TRECHO SELECIONADO —
Tenho me surpreendido com a gentileza pouco comum dos motoristas que param antes da faixa de pedestres, quando vou atravessar a rua. Tento acreditar que a gentileza se deve a um surto de educação no trânsito, fruto do árduo trabalho da Guarda Municipal. Resisto à ideia que o salamaleque aconteça por conta dos meus cabelos cada vez mais brancos, ou então a barriga frondosa e as pernas pesadas que carrego com bastante dificuldade aos 73 anos.

Esta sensação me tomou por inteiro quando há algumas semanas estava na fila do caixa eletrônico do Banco do Brasil, debaixo de um sol forte e uma senhora, bem velhinha mesmo, desceu as escadas e me vendo na rabeira da fila chegou de mansinho e com discrição disse com carinho no meu ouvido: “o senhor não precisa estar aí”. Naquele momento me senti “pra lá de Bagdá”, “cantando pra subir” ou coisa parecida. Teimoso, com os pés cansados, agradeci, mas permaneci na fila que se arrastava em frente à agência.

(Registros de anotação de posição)

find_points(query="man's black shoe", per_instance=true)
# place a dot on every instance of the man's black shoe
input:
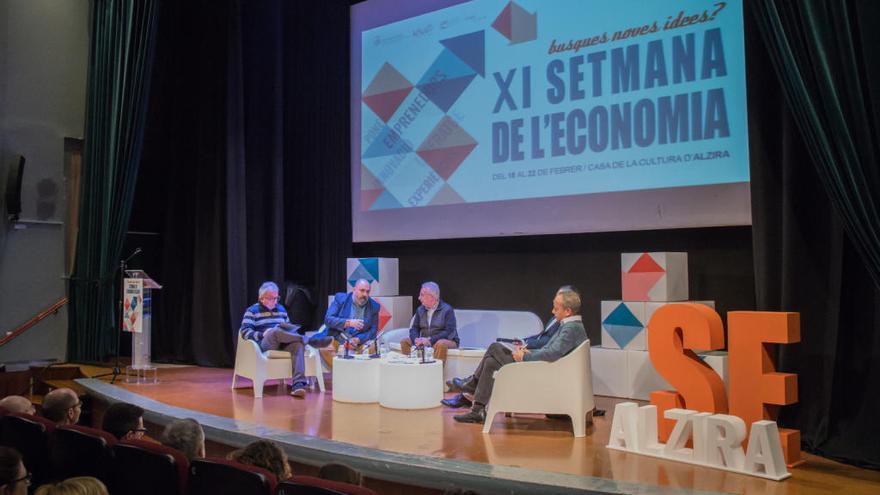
(319, 342)
(472, 416)
(457, 402)
(462, 384)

DESCRIÇÃO DO EXERCÍCIO —
Extraia do trecho selecionado, sem nenhuma alteração, a passagem que começa em "Tenho me surpreendido" e termina em "dificuldade aos 73 anos.".

RESPOSTA AO EXERCÍCIO —
Tenho me surpreendido com a gentileza pouco comum dos motoristas que param antes da faixa de pedestres, quando vou atravessar a rua. Tento acreditar que a gentileza se deve a um surto de educação no trânsito, fruto do árduo trabalho da Guarda Municipal. Resisto à ideia que o salamaleque aconteça por conta dos meus cabelos cada vez mais brancos, ou então a barriga frondosa e as pernas pesadas que carrego com bastante dificuldade aos 73 anos.